▶ _WHAT THE TASK REQUIRES_
Locate the word "foliage" in the data below, then copy every line that holds it.

Dataset items:
== == ==

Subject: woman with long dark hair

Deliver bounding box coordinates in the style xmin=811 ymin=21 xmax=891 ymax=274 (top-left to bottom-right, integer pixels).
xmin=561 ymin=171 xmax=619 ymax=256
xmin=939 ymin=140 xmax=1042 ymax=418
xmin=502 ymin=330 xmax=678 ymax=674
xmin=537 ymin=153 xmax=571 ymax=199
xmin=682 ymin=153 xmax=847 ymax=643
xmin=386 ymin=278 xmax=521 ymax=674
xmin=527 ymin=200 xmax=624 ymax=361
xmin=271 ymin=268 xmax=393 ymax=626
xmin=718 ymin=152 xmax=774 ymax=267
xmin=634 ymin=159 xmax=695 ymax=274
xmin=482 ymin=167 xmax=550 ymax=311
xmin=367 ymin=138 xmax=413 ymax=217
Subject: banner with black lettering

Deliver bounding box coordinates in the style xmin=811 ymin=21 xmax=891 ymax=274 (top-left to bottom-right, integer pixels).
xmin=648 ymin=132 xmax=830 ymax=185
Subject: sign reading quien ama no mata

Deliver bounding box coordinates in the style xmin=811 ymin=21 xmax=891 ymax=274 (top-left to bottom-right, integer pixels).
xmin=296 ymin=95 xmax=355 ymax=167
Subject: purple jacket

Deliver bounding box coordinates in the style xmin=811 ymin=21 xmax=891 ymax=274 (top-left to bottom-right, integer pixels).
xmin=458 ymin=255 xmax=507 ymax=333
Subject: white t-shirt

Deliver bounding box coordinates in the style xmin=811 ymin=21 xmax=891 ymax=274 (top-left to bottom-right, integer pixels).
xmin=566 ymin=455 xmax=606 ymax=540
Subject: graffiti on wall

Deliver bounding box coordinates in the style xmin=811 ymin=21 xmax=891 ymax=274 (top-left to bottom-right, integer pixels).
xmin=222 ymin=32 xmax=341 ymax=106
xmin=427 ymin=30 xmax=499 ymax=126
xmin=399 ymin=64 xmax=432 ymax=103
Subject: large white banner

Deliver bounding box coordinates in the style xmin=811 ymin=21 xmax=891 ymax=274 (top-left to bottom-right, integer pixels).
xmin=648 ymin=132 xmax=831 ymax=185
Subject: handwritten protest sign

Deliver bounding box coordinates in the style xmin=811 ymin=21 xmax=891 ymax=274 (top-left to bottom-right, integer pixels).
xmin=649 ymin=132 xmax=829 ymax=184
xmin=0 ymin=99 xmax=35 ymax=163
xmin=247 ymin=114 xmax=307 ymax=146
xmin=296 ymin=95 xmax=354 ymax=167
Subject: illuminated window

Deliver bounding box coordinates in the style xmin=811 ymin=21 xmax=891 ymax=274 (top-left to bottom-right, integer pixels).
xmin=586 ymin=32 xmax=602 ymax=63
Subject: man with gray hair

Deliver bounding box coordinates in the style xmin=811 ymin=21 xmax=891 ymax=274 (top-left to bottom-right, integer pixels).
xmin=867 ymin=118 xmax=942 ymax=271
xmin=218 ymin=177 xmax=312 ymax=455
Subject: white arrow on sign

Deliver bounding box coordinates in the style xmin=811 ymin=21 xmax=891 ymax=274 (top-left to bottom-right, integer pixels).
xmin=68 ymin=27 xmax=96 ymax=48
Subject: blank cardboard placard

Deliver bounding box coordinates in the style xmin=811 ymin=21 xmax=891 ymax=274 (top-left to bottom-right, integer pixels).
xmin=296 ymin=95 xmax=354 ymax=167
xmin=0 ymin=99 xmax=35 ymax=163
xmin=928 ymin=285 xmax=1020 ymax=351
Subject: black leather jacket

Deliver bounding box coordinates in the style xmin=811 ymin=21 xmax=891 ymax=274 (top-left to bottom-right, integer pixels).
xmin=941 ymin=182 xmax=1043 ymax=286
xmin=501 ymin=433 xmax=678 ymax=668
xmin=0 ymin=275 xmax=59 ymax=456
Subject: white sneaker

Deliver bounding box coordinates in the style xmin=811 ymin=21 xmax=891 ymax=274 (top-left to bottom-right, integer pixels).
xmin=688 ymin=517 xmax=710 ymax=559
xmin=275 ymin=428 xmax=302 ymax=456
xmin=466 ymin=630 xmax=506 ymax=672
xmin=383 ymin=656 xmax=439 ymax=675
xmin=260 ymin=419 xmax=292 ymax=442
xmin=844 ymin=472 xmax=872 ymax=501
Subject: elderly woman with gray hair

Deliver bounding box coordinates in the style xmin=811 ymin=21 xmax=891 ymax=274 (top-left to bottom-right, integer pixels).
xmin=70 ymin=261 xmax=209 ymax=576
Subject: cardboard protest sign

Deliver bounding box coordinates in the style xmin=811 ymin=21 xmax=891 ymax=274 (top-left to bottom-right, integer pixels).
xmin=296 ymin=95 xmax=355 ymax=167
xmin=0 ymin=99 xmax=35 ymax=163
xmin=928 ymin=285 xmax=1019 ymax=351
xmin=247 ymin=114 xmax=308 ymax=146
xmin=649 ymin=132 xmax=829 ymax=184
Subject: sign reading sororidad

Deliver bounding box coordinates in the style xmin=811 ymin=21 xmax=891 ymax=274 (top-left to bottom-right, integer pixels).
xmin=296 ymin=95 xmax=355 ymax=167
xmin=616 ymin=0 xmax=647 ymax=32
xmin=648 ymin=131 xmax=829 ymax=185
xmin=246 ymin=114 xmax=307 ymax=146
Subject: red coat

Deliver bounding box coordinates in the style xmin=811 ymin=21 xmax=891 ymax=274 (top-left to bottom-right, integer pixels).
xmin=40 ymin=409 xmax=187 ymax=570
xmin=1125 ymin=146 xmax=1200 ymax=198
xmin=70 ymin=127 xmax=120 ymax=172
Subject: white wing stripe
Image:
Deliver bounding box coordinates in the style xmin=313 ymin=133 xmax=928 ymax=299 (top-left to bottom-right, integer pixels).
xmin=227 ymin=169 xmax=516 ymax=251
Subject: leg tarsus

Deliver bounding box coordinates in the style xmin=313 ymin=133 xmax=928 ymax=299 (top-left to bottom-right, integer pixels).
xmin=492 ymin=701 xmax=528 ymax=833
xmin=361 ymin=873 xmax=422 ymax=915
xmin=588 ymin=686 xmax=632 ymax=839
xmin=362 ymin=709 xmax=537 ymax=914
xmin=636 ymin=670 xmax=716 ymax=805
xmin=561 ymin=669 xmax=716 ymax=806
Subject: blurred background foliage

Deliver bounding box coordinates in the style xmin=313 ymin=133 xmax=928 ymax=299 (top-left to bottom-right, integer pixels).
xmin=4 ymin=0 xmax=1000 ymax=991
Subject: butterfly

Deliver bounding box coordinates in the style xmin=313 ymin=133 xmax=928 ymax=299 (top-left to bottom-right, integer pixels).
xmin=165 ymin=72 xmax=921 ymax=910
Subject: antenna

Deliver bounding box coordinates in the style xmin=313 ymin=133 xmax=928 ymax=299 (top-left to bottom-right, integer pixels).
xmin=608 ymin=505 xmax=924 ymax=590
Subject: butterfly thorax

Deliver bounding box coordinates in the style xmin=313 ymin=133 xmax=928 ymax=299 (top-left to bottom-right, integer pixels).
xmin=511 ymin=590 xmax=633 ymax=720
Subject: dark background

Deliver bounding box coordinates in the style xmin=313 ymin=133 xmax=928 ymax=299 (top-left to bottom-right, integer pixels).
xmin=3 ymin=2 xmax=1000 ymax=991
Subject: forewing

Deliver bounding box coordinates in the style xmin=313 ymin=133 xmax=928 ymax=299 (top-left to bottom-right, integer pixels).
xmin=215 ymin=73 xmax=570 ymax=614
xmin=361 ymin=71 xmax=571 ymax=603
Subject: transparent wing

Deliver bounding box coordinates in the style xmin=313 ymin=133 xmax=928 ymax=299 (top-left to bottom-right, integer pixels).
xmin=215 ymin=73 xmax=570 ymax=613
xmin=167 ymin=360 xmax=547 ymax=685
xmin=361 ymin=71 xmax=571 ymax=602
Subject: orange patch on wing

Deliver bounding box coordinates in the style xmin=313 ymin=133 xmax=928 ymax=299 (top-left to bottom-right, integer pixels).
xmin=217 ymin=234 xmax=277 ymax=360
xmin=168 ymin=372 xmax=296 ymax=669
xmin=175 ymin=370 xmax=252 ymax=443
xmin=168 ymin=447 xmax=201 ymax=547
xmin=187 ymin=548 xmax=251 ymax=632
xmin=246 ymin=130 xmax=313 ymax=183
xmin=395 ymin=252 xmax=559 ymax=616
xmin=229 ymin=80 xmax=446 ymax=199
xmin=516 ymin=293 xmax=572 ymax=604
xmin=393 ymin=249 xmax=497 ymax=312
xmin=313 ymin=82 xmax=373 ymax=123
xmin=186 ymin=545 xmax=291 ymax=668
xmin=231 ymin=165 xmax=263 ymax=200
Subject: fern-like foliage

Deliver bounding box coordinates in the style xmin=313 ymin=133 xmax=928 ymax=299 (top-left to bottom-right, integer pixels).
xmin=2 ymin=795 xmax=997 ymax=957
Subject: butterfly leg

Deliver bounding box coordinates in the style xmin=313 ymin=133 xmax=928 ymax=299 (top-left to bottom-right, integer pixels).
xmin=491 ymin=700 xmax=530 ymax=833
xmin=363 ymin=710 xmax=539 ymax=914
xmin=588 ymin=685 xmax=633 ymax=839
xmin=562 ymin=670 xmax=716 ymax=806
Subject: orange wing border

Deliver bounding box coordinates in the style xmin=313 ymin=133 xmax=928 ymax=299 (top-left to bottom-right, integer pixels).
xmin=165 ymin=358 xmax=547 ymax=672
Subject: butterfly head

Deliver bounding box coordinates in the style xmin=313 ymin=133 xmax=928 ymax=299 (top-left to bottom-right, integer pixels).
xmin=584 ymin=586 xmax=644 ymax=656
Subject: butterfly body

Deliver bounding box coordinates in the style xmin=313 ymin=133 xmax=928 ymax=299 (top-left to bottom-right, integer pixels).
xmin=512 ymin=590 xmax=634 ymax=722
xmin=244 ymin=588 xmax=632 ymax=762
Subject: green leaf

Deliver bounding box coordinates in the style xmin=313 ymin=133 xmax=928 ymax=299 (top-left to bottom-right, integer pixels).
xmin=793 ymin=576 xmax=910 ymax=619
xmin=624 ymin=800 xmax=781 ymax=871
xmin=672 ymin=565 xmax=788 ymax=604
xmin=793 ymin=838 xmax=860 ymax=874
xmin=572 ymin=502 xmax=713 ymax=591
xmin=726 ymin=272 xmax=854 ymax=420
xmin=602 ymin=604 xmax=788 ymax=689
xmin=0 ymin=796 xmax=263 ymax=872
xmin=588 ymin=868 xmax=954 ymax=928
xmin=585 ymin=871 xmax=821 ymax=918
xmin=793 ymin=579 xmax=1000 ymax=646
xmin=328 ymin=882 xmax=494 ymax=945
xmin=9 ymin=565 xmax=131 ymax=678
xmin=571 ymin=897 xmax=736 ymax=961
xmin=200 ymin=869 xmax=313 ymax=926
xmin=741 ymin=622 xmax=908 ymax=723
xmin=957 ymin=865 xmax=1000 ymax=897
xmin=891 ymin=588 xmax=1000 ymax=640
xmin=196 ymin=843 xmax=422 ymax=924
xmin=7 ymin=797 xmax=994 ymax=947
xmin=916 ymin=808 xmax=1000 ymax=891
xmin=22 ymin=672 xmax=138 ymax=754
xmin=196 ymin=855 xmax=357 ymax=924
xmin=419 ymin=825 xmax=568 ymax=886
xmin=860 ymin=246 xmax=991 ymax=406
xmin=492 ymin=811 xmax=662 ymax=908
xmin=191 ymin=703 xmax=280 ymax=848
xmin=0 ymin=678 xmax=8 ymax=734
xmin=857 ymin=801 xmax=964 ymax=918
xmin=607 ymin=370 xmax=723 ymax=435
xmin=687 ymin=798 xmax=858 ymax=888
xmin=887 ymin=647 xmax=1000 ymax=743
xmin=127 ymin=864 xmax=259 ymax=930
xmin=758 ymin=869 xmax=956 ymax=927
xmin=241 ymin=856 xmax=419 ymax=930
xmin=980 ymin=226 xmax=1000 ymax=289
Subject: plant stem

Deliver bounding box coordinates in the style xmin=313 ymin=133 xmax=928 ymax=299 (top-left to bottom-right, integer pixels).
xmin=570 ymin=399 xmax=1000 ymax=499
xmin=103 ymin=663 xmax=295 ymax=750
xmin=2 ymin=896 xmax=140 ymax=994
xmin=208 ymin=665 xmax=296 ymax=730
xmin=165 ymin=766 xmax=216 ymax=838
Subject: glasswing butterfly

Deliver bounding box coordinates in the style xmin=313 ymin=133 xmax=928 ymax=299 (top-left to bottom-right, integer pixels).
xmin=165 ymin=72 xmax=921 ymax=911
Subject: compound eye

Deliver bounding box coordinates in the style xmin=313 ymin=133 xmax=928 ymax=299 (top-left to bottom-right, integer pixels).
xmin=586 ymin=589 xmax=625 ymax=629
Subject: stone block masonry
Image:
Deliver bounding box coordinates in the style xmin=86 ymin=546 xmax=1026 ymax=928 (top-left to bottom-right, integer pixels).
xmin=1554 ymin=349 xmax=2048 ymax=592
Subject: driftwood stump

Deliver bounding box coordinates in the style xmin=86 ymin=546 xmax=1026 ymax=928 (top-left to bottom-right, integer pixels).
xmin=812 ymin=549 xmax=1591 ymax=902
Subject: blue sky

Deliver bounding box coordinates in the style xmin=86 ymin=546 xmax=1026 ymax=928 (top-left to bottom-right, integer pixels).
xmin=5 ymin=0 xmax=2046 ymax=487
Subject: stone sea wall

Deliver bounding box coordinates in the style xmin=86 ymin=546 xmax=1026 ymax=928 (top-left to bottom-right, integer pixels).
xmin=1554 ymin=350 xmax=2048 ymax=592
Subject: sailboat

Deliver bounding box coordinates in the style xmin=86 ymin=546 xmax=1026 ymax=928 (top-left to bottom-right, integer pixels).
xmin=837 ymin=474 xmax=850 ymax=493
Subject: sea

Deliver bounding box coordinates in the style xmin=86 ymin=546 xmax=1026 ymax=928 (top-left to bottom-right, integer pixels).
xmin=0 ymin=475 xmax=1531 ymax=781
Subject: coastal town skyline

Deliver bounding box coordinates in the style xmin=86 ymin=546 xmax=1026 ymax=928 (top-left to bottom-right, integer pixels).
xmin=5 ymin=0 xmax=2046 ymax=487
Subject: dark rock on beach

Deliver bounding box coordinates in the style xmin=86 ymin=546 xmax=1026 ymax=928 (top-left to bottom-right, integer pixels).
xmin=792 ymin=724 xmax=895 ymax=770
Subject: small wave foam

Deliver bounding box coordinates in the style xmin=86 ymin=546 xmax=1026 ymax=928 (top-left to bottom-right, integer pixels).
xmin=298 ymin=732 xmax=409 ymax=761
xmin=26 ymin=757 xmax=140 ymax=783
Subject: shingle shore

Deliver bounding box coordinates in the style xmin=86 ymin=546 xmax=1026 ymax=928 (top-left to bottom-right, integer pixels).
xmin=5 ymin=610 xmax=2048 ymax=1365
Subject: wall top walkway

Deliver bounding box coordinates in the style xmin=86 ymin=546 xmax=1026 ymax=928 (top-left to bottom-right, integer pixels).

== == ==

▶ _REPLY_
Subject: blurred background foliage
Subject: fern-like foliage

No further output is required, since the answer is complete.